AIM: Collect every line in the material below that contains the word "dark".

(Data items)
======
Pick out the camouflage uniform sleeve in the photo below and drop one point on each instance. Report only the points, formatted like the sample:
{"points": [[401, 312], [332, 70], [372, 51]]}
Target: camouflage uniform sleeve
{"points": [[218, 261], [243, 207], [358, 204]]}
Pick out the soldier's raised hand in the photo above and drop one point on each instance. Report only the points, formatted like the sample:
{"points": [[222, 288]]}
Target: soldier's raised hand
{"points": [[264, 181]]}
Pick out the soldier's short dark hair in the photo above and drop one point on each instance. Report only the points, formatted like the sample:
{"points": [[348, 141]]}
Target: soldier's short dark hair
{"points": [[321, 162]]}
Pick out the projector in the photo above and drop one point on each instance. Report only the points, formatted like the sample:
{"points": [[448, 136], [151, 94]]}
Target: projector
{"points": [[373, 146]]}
======
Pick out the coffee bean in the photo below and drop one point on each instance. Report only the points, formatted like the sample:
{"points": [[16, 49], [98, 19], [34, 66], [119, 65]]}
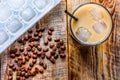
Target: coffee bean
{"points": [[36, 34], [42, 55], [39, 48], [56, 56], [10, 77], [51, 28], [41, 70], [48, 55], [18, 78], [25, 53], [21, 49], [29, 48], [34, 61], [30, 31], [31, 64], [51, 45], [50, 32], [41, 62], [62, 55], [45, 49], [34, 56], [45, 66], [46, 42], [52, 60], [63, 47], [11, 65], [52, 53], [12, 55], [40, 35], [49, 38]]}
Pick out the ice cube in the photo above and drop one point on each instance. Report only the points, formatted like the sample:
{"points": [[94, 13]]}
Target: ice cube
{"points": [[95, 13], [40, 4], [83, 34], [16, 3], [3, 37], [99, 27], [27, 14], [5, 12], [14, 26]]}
======
ANSWER TO THE PROBLEM:
Pick out the soldier's short dark hair in the photo above and drop one point on each instance. Report only the points, formatted like the sample:
Target: soldier's short dark hair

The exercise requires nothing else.